[[ DOCUMENT EXCERPT, beginning ]]

The unitary material may in general be any kind of material. The primary criteria for the material are durability, machinability (depending on the process for forming the recesses and/or apertures as particularized above) and/or biocompatibility. Conceivable materials may include but are not limited to ceramics, plastic materials, semiconductor materials and metals. However, biocompatible metals such as titanium or stainless steel having a high stiffness and elasticity for efficient vibrational excitation have proven advantageous. In one particular example, the unitary material of the single layer may, therefore, be metal, particularly stainless steel. In this context, stainless steel provides for a relatively high stiffness and has already been proven to meet the requirements for efficient vibrational excitation and biocompatibility. Yet, when forming the recesses and/or holes by a short-pulse laser using relatively high fluence, there is a risk of burr formation at an entry side of the laser into the unitary material. This, however, may be avoided by providing the recesses and only forming the apertures in the bottom of the recesses. The problem may even be further alleviated when using the above-mentioned ultra-short-pulse laser. Hence, any subsequent electro-polishing process may be omitted.

Independent of the above nebulizing device, the present disclosure also concerns a method for manufacturing an (e.g. the above-described) aperture plate of a (the) nebulizing device for an (the) inhalator. Accordingly, any of the aspects and examples described above and associated features may also be embodied in the method described in the following. The method comprises the step of providing one single layer of unitary material having a first side and a second side opposite to the first side. The first side may face or even be the fluid side of the aperture plate and the second side may face or even be the nebulizing side of the aperture plate as described above.

[[ DOCUMENT EXCERPT, end ]]

PROBLEMS TO WORK ON
A: Answer these questions using the aperture plate text:
(i) Which two biocompatible metals does it name as having high stiffness and elasticity?
(ii) At what point is there a risk of burr formation when a short-pulse laser forms the recesses and/or holes?
(iii) What step does the manufacturing method comprise?
B: Quote the aperture plate text from "Independent of the" up to and including "as described above.".

[[ EXTRACTED DATA, beginning ]]

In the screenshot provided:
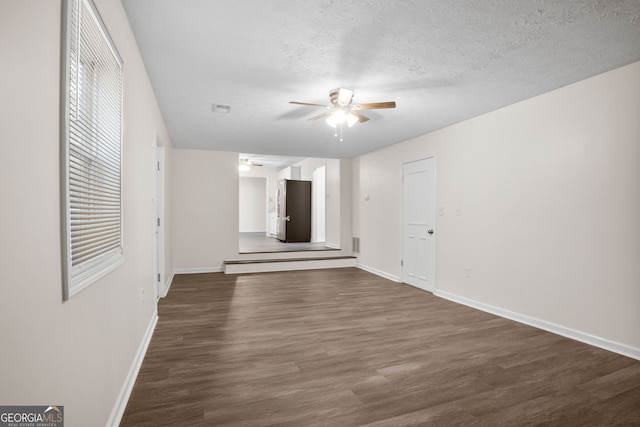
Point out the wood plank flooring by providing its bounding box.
[121,268,640,427]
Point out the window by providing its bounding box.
[61,0,124,300]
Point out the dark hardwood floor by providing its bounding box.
[121,268,640,427]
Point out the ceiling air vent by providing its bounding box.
[211,104,231,113]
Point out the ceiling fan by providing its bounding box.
[289,87,396,127]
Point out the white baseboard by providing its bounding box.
[107,312,158,427]
[356,263,402,283]
[173,267,223,274]
[434,290,640,360]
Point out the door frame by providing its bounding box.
[154,136,167,299]
[400,156,438,293]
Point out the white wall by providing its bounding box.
[353,63,640,357]
[0,0,172,426]
[171,149,351,273]
[172,149,239,273]
[238,176,268,233]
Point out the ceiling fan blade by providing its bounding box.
[309,110,333,120]
[349,110,369,123]
[353,101,396,110]
[289,101,328,107]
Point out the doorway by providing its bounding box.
[402,157,436,292]
[155,137,167,299]
[311,165,327,242]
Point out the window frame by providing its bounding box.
[60,0,125,301]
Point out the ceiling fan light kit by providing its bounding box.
[289,87,396,141]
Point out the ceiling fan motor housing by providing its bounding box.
[329,87,353,107]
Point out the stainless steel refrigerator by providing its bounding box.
[276,179,311,243]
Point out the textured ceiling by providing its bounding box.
[123,0,640,158]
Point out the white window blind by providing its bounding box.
[62,0,124,299]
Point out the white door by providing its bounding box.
[402,158,436,292]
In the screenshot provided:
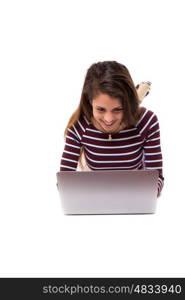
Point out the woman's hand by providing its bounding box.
[136,81,151,104]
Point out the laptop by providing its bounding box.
[56,170,158,215]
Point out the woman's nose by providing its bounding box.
[104,114,114,123]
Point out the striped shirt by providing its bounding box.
[60,107,164,196]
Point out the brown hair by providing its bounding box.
[64,61,140,169]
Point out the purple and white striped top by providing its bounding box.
[60,107,164,196]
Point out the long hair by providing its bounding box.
[64,61,140,168]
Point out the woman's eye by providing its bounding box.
[115,108,123,112]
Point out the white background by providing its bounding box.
[0,0,185,277]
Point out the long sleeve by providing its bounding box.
[143,114,164,197]
[60,116,88,171]
[60,126,81,171]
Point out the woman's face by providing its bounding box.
[92,93,124,133]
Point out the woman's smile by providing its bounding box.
[92,94,123,133]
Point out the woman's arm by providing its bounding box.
[143,115,164,197]
[60,125,81,171]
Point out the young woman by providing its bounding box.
[60,61,164,196]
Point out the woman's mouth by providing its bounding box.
[102,121,115,127]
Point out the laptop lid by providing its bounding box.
[56,170,158,214]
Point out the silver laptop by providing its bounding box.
[56,170,158,215]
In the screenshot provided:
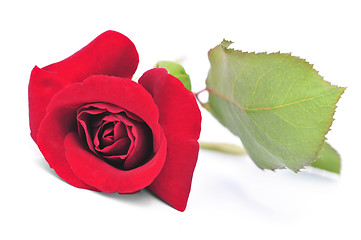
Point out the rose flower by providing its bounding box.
[29,31,201,211]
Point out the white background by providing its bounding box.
[0,0,361,239]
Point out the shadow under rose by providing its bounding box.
[36,158,162,206]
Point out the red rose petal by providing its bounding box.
[38,75,167,192]
[38,109,99,191]
[139,68,201,211]
[64,132,167,193]
[29,31,138,142]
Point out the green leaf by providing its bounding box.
[206,41,345,171]
[199,142,246,155]
[155,61,192,91]
[311,142,341,174]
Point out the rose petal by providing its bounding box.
[29,31,138,142]
[38,109,99,191]
[38,75,166,191]
[139,68,201,211]
[64,132,167,193]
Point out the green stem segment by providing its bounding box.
[199,142,247,155]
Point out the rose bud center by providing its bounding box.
[77,103,153,170]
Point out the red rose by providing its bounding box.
[29,31,201,211]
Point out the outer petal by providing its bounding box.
[139,68,201,211]
[29,31,138,142]
[38,75,167,192]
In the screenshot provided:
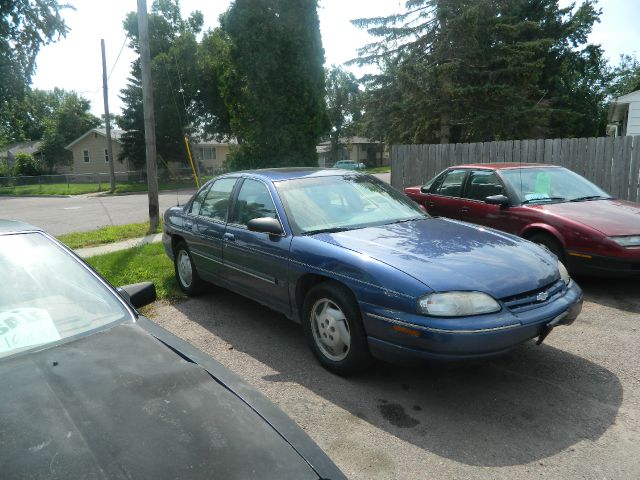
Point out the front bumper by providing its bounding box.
[361,282,583,361]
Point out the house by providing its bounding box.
[191,139,236,173]
[607,90,640,137]
[316,137,389,167]
[0,140,42,169]
[65,128,133,174]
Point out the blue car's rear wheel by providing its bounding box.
[173,242,203,295]
[302,283,371,375]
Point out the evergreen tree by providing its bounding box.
[116,0,203,168]
[326,66,362,161]
[354,0,604,143]
[221,0,328,168]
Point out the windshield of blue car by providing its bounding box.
[0,232,132,358]
[501,167,611,204]
[275,175,428,235]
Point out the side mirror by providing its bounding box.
[247,217,284,235]
[117,282,157,308]
[484,195,509,207]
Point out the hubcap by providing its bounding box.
[311,298,351,362]
[176,250,193,288]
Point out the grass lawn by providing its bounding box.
[87,243,184,299]
[0,179,200,196]
[57,220,162,249]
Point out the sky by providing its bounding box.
[32,0,640,116]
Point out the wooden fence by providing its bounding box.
[391,136,640,202]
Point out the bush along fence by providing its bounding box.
[391,136,640,202]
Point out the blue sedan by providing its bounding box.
[163,168,582,374]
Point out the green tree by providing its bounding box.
[326,65,362,161]
[13,153,42,177]
[41,90,101,173]
[221,0,329,168]
[0,0,67,143]
[117,0,203,168]
[607,55,640,99]
[354,0,605,143]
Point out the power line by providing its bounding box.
[107,35,129,80]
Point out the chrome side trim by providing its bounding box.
[224,262,277,285]
[191,250,222,265]
[367,313,522,334]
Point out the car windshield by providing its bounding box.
[501,167,611,204]
[0,232,131,357]
[276,175,428,234]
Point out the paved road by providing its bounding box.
[152,281,640,480]
[0,173,391,235]
[0,191,193,235]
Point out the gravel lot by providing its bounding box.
[151,280,640,479]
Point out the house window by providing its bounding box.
[200,147,216,160]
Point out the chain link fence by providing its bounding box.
[0,170,217,195]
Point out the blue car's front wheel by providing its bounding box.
[302,282,371,375]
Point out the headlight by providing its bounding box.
[418,292,500,317]
[558,260,571,285]
[609,235,640,247]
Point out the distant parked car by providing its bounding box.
[405,163,640,275]
[333,160,365,170]
[163,169,582,374]
[0,220,345,480]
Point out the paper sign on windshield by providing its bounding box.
[0,308,60,354]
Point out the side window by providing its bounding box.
[189,186,209,215]
[435,170,467,197]
[465,170,504,202]
[200,178,238,222]
[231,179,277,225]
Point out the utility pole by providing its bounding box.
[138,0,160,231]
[100,38,116,193]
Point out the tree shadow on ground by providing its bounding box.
[576,277,640,313]
[175,290,623,467]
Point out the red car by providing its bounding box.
[405,163,640,275]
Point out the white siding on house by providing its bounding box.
[627,101,640,135]
[70,131,131,174]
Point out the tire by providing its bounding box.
[302,282,372,375]
[173,242,204,296]
[528,233,564,263]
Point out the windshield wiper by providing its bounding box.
[385,217,429,225]
[302,227,352,235]
[522,197,566,205]
[569,195,612,202]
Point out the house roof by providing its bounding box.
[64,128,124,150]
[615,90,640,103]
[607,90,640,123]
[7,140,42,156]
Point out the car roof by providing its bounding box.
[224,167,363,182]
[0,218,40,235]
[448,162,562,170]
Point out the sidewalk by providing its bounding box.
[75,233,162,258]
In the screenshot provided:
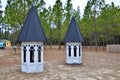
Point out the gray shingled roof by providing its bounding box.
[17,6,46,42]
[64,17,84,42]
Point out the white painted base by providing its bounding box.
[21,42,44,73]
[66,43,82,64]
[66,58,82,64]
[21,64,44,73]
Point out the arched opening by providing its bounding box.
[74,46,77,57]
[30,46,35,63]
[68,46,71,57]
[23,47,26,62]
[38,46,42,62]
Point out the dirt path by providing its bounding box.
[0,48,120,80]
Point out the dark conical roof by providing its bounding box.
[18,6,46,41]
[64,17,84,42]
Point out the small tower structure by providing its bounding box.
[64,17,84,64]
[18,6,46,73]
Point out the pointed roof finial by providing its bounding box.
[18,5,47,41]
[64,17,84,42]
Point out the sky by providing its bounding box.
[1,0,120,15]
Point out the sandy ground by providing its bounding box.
[0,48,120,80]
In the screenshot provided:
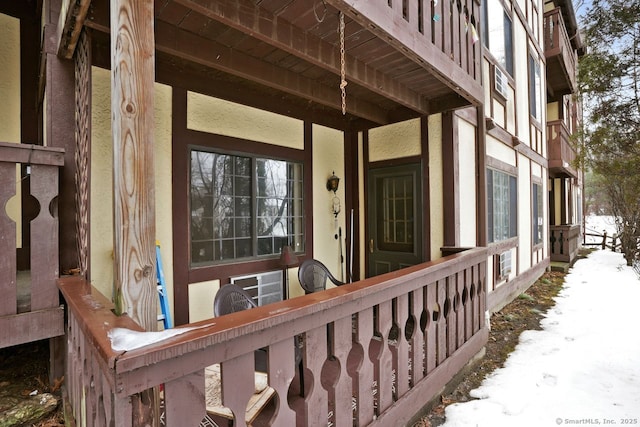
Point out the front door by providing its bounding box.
[367,163,423,277]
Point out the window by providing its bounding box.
[529,55,542,121]
[190,149,304,266]
[482,0,513,76]
[531,184,543,245]
[487,169,518,242]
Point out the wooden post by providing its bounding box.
[111,0,158,331]
[110,0,159,426]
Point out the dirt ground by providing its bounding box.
[413,271,565,427]
[0,340,64,427]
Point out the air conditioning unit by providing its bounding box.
[231,270,282,305]
[493,66,509,99]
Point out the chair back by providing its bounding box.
[298,259,344,294]
[213,283,257,316]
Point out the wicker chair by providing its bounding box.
[298,259,344,294]
[213,283,257,317]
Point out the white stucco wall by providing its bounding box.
[89,67,173,324]
[369,119,422,162]
[312,125,350,295]
[458,119,477,247]
[429,114,445,260]
[187,92,304,149]
[514,154,533,271]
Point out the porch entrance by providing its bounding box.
[367,163,423,277]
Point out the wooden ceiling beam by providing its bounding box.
[175,0,429,114]
[56,0,91,59]
[156,21,389,124]
[85,8,391,125]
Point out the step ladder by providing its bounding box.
[156,242,173,329]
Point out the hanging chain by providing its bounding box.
[340,12,347,115]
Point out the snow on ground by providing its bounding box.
[584,215,616,243]
[444,251,640,427]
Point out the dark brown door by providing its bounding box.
[367,163,423,277]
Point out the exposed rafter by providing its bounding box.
[176,0,429,114]
[56,0,91,59]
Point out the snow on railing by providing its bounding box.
[59,248,487,426]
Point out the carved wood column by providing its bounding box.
[110,0,158,331]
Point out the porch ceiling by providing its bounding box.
[85,0,470,129]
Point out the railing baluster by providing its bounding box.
[395,294,409,400]
[164,366,205,426]
[410,288,426,386]
[330,316,353,426]
[354,308,374,426]
[0,161,18,316]
[453,271,466,350]
[267,338,298,426]
[302,325,329,425]
[220,352,255,427]
[373,301,394,413]
[31,165,59,311]
[425,283,441,374]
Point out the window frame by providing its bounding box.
[482,0,515,78]
[531,182,544,247]
[187,145,305,269]
[486,168,518,243]
[527,52,543,123]
[180,127,313,286]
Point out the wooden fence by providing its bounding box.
[59,248,488,426]
[0,142,64,348]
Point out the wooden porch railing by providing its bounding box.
[549,224,581,262]
[59,248,488,426]
[0,142,64,348]
[327,0,484,102]
[544,7,578,93]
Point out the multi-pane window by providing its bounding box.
[531,184,543,245]
[482,0,513,76]
[529,55,542,120]
[487,169,518,242]
[190,149,304,265]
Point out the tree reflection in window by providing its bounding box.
[190,150,304,265]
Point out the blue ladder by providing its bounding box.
[156,242,173,329]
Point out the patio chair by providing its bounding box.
[213,283,258,317]
[298,259,344,294]
[213,283,304,397]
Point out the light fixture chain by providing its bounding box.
[340,12,347,115]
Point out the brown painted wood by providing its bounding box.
[0,163,18,318]
[220,352,255,427]
[172,0,427,113]
[424,283,441,375]
[267,338,297,426]
[111,0,158,331]
[409,287,427,386]
[329,316,353,426]
[57,0,91,59]
[164,371,206,426]
[297,326,329,425]
[395,294,410,399]
[436,278,447,365]
[374,301,394,414]
[31,165,60,311]
[353,309,374,426]
[0,310,64,348]
[371,328,489,427]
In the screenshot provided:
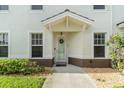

[[ EXTRACTED DATA, end ]]

RESULTS IN ORDER
A:
(i) Titanium and stainless steel.
(ii) At the side where the laser enters the unitary material.
(iii) Providing one single layer of unitary material with a first side and a second side opposite the first side.

B:
Independent of the above nebulizing device, the present disclosure also concerns a method for manufacturing an (e.g. the above-described) aperture plate of a (the) nebulizing device for an (the) inhalator. Accordingly, any of the aspects and examples described above and associated features may also be embodied in the method described in the following. The method comprises the step of providing one single layer of unitary material having a first side and a second side opposite to the first side. The first side may face or even be the fluid side of the aperture plate and the second side may face or even be the nebulizing side of the aperture plate as described above.